(Beginning of Supplied entries)

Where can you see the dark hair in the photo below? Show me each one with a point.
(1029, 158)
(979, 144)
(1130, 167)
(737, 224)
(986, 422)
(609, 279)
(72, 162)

(End of Supplied entries)

**Task statement**
Return the whole listing as it stands. Nothing may be altered.

**Response to the task**
Where can you see the dark hair in the photo below? Show me each one with a point.
(1029, 158)
(979, 144)
(1130, 167)
(737, 224)
(986, 422)
(609, 279)
(72, 162)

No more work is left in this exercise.